CONSIGNA DE LA TAREA » Reproduce sin cambios todo lo que va desde "El amor, base" hasta "imagen de Dios." en el texto sobre la educación.

Pero por su desobediencia perdió todo esto. El pecado mancilló y casi borró la semejanza divina. Las facultades físicas del hombre se debilitaron, su capacidad mental disminuyó, su visión espiritual se oscureció. Quedó sujeto a la muerte. No obstante, la especie humana no fue dejada sin esperanza. Con infinito amor y misericordia había sido trazado el plan de salvación y se le otorgó una vida de prueba. La obra de la redención debía restaurar en el hombre la imagen de su Hacedor, devolverlo a la perfección con que había sido creado, promover el desarrollo del cuerpo, la mente y el alma, a fin de que se llevase a cabo el propósito divino de su creación. Este es el objeto de la educación, el gran objeto de la vida.


El amor, base de la creación y de la redención, es el fundamento de la verdadera educación. Esto se ve claramente en la ley que Dios ha dado como guía de la vida. El primero y grande mandamiento es: "Amarás al Señor tu Dios con todo tu corazón, y con toda tu alma, y con todas tus fuerzas, y con toda tu mente".* Amar al Ser infinito, omnisciente, con todas las fuerzas, la mente y el corazón, significa el desarrollo más elevado de todas las facultades. Significa que en todo el ser - el cuerpo, la mente y el alma- deben restaurarse la imagen de Dios.


Semejante al primer mandamiento, es el segundo: "Amarás a tu prójimo como a ti mismo". La ley de amor requiere la dedicación del cuerpo, la mente y el alma al servicio de Dios y de nuestros semejantes. Y este servicio, al par que nos constituye en bendición para los demás, nos proporciona a nosotros la más grande bendición. La abnegación es la base de todo verdadero desarrollo. Por medio del servicio abnegado, adquiere toda facultad nuestra su desarrollo máximo. Llegamos a participar cada vez más plenamente de la naturaleza divina. Somos preparados para el cielo, porque lo recibimos en nuestro corazón.

[Anotaciones de puntos para fotos]

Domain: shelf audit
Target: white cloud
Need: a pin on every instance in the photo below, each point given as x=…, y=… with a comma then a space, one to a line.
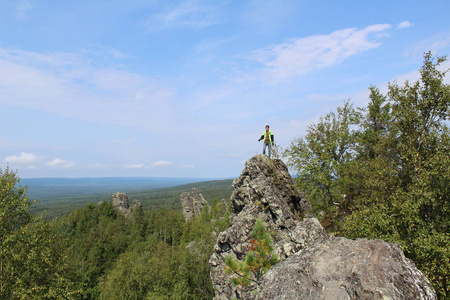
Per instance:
x=404, y=24
x=68, y=84
x=161, y=163
x=60, y=163
x=22, y=159
x=194, y=14
x=134, y=166
x=300, y=56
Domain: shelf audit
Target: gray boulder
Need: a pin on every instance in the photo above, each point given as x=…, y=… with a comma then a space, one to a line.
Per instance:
x=344, y=269
x=120, y=203
x=192, y=203
x=314, y=265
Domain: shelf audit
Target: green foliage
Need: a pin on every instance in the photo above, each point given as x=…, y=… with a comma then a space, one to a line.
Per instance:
x=320, y=158
x=394, y=179
x=258, y=260
x=31, y=265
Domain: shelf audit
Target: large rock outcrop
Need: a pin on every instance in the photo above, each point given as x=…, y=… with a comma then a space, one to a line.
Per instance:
x=119, y=202
x=314, y=265
x=192, y=203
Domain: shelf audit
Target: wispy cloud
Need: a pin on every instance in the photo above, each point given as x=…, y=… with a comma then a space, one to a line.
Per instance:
x=194, y=14
x=23, y=9
x=161, y=163
x=22, y=159
x=134, y=166
x=68, y=84
x=60, y=163
x=404, y=24
x=300, y=56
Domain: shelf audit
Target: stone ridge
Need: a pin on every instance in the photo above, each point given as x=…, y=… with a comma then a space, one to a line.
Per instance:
x=314, y=265
x=192, y=203
x=119, y=202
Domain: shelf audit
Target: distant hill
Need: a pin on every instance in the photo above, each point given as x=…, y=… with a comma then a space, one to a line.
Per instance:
x=59, y=196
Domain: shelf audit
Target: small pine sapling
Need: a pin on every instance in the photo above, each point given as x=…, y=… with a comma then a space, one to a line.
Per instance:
x=258, y=259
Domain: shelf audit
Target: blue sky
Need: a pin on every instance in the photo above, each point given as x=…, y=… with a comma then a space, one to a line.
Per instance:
x=185, y=88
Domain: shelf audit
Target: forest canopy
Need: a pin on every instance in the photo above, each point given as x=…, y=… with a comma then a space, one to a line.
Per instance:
x=382, y=171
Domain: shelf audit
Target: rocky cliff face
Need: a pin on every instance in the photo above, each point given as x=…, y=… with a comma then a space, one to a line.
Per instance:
x=119, y=201
x=192, y=203
x=314, y=265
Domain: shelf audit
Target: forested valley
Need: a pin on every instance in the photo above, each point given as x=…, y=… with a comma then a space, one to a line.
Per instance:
x=379, y=172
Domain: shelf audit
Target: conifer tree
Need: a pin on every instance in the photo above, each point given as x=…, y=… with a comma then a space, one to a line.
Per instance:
x=258, y=259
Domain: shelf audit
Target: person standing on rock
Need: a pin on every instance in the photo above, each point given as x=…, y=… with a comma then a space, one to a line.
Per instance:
x=268, y=138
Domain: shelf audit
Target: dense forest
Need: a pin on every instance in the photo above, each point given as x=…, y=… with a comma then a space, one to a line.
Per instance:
x=381, y=171
x=97, y=253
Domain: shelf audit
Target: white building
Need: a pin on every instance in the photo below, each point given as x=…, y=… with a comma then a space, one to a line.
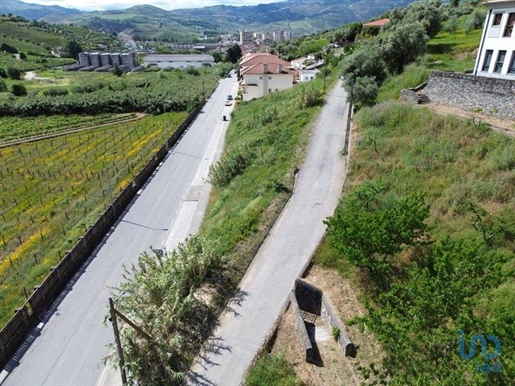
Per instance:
x=262, y=79
x=496, y=56
x=179, y=61
x=307, y=75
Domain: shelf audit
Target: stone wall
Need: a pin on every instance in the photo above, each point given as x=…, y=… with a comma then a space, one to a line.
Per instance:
x=493, y=96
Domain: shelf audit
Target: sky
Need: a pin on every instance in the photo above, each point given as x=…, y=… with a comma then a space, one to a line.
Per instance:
x=98, y=5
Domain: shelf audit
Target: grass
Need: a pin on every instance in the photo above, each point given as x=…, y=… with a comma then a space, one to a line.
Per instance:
x=16, y=128
x=455, y=51
x=53, y=190
x=272, y=370
x=275, y=130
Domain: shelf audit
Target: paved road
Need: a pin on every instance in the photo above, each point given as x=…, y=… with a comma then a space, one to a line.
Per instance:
x=68, y=346
x=266, y=285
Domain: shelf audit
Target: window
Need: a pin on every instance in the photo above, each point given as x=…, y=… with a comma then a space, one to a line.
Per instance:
x=511, y=69
x=488, y=59
x=509, y=26
x=500, y=61
x=497, y=19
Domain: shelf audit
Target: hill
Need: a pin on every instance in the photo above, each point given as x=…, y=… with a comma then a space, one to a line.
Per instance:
x=302, y=16
x=36, y=11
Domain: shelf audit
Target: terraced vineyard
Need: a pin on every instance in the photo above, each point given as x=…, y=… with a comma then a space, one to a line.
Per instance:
x=16, y=128
x=52, y=190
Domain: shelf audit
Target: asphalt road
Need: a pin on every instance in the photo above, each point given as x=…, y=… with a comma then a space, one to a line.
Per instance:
x=267, y=283
x=68, y=346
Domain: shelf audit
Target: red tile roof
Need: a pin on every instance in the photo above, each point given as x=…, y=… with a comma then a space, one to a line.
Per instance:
x=259, y=68
x=266, y=58
x=376, y=23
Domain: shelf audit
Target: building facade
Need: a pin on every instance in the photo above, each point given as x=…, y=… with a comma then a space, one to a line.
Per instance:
x=496, y=55
x=179, y=61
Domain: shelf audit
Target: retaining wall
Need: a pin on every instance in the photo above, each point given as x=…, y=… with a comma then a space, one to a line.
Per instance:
x=493, y=96
x=14, y=333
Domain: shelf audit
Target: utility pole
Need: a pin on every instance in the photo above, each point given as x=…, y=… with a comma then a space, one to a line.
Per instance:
x=118, y=341
x=349, y=117
x=109, y=185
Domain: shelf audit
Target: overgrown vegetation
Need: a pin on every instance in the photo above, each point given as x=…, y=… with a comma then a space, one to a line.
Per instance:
x=272, y=370
x=450, y=266
x=252, y=182
x=52, y=190
x=384, y=55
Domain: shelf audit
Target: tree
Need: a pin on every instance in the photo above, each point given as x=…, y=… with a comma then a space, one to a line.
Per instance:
x=365, y=91
x=401, y=45
x=117, y=70
x=366, y=62
x=233, y=54
x=429, y=13
x=217, y=56
x=71, y=49
x=13, y=73
x=19, y=90
x=369, y=231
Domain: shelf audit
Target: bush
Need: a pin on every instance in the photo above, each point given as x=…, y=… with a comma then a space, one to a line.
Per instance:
x=13, y=73
x=229, y=166
x=19, y=90
x=55, y=92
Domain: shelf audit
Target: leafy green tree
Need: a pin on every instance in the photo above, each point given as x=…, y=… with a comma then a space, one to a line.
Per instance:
x=160, y=299
x=13, y=73
x=365, y=62
x=117, y=70
x=401, y=45
x=71, y=49
x=233, y=54
x=369, y=231
x=217, y=56
x=365, y=91
x=430, y=13
x=19, y=90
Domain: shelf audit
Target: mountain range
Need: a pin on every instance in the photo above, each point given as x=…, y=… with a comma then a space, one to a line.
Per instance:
x=301, y=16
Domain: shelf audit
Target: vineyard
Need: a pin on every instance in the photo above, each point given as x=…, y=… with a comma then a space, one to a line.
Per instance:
x=15, y=128
x=52, y=190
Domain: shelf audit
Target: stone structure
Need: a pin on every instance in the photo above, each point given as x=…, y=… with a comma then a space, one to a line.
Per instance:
x=493, y=96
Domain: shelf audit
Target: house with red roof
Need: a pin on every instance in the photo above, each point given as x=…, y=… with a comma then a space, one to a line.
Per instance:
x=262, y=74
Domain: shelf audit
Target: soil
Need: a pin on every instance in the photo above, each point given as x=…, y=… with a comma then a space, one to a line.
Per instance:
x=334, y=368
x=504, y=125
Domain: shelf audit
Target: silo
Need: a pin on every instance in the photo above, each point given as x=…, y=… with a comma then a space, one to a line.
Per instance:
x=84, y=59
x=94, y=59
x=127, y=60
x=115, y=59
x=105, y=59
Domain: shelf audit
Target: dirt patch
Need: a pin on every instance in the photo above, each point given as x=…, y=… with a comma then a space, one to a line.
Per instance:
x=504, y=125
x=335, y=368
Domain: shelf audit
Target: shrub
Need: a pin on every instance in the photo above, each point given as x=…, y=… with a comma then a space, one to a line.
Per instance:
x=229, y=166
x=19, y=90
x=55, y=92
x=13, y=73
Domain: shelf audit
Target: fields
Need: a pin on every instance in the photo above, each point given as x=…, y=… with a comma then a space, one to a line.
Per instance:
x=52, y=190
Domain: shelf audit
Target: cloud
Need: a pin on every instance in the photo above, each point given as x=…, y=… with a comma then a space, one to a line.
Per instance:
x=98, y=5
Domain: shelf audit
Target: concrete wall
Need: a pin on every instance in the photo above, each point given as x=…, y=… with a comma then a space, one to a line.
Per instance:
x=14, y=333
x=495, y=97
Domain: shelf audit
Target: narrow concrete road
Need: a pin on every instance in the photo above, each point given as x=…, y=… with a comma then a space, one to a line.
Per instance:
x=265, y=287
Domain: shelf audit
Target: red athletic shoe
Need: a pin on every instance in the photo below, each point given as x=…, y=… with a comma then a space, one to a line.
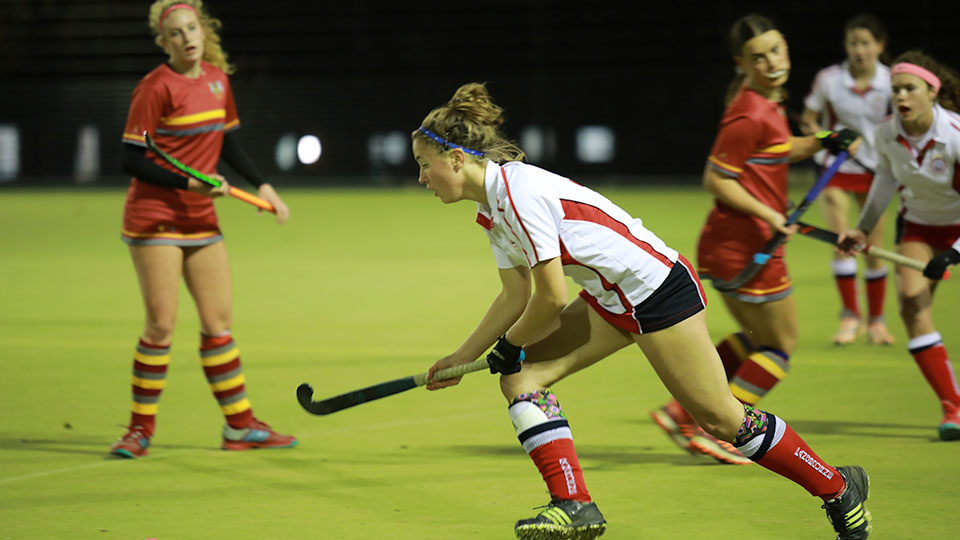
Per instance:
x=133, y=444
x=724, y=452
x=949, y=429
x=676, y=423
x=256, y=435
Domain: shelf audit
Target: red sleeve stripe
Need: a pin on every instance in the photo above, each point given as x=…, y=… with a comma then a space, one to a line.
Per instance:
x=484, y=221
x=693, y=275
x=585, y=212
x=567, y=259
x=520, y=221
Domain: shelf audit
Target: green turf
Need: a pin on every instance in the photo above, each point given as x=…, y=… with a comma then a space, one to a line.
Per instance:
x=364, y=286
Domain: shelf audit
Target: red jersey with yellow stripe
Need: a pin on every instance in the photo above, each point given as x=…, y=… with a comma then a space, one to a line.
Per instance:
x=188, y=118
x=752, y=146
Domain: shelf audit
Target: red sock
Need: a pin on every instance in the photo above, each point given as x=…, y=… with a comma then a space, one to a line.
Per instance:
x=560, y=468
x=221, y=364
x=936, y=368
x=149, y=377
x=845, y=274
x=876, y=292
x=771, y=443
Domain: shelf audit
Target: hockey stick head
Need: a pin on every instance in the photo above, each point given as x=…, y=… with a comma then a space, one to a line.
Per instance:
x=305, y=395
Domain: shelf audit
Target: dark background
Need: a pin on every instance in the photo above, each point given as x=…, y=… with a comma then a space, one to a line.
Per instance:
x=655, y=73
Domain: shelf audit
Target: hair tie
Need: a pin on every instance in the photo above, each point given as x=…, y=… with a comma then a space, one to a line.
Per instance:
x=167, y=12
x=912, y=69
x=448, y=144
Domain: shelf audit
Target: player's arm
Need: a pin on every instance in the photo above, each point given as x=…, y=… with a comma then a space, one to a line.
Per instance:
x=810, y=122
x=506, y=308
x=729, y=191
x=240, y=161
x=134, y=161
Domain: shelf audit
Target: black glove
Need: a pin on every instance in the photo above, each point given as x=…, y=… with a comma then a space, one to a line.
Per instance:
x=938, y=265
x=835, y=141
x=505, y=357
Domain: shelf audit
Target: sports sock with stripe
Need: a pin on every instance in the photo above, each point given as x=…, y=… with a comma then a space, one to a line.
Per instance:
x=221, y=364
x=545, y=434
x=845, y=275
x=876, y=291
x=762, y=371
x=931, y=357
x=771, y=443
x=150, y=364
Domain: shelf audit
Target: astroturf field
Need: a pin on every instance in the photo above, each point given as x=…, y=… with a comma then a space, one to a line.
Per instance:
x=363, y=286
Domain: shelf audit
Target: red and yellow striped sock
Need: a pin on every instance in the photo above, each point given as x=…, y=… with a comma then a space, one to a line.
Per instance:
x=759, y=374
x=221, y=364
x=149, y=377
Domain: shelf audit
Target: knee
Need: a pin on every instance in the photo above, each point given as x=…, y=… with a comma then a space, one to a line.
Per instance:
x=159, y=330
x=910, y=307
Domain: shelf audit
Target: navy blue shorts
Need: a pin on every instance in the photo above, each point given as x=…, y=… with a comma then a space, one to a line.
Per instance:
x=679, y=297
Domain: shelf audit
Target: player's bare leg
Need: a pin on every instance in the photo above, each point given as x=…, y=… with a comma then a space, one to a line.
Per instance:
x=915, y=293
x=206, y=272
x=581, y=339
x=158, y=272
x=687, y=363
x=835, y=204
x=875, y=277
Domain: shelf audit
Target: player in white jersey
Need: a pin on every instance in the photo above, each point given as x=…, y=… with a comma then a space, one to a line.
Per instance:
x=854, y=94
x=919, y=155
x=636, y=289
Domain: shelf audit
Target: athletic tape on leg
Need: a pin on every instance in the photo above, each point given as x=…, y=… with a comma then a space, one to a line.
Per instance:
x=759, y=432
x=538, y=419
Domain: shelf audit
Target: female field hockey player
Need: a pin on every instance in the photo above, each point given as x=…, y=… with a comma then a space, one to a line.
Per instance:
x=854, y=94
x=636, y=289
x=919, y=156
x=171, y=227
x=747, y=174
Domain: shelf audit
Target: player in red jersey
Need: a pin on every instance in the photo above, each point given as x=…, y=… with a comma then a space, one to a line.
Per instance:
x=747, y=174
x=171, y=227
x=635, y=290
x=854, y=94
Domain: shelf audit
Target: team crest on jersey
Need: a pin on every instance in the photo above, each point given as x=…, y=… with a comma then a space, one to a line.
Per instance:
x=938, y=165
x=216, y=88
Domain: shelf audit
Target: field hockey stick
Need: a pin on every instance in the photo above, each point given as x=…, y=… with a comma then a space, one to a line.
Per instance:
x=234, y=191
x=761, y=257
x=377, y=391
x=828, y=237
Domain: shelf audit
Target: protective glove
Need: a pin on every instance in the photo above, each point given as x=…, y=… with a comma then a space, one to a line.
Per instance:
x=505, y=357
x=836, y=141
x=937, y=266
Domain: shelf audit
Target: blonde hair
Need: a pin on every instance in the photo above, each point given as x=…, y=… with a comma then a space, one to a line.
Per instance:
x=212, y=52
x=471, y=120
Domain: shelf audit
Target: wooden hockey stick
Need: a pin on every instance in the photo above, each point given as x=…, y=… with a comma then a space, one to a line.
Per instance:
x=377, y=391
x=828, y=237
x=234, y=191
x=761, y=257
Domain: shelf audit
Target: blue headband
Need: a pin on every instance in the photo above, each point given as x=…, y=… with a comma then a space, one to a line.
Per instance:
x=446, y=143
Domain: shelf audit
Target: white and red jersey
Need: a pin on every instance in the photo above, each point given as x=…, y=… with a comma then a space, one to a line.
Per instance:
x=535, y=215
x=925, y=170
x=842, y=105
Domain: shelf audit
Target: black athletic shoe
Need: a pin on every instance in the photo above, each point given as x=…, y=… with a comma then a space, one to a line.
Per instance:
x=563, y=519
x=847, y=513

RESPUESTA AL EJERCICIO »
El amor, base de la creación y de la redención, es el fundamento de la verdadera educación. Esto se ve claramente en la ley que Dios ha dado como guía de la vida. El primero y grande mandamiento es: "Amarás al Señor tu Dios con todo tu corazón, y con toda tu alma, y con todas tus fuerzas, y con toda tu mente".* Amar al Ser infinito, omnisciente, con todas las fuerzas, la mente y el corazón, significa el desarrollo más elevado de todas las facultades. Significa que en todo el ser - el cuerpo, la mente y el alma- deben restaurarse la imagen de Dios.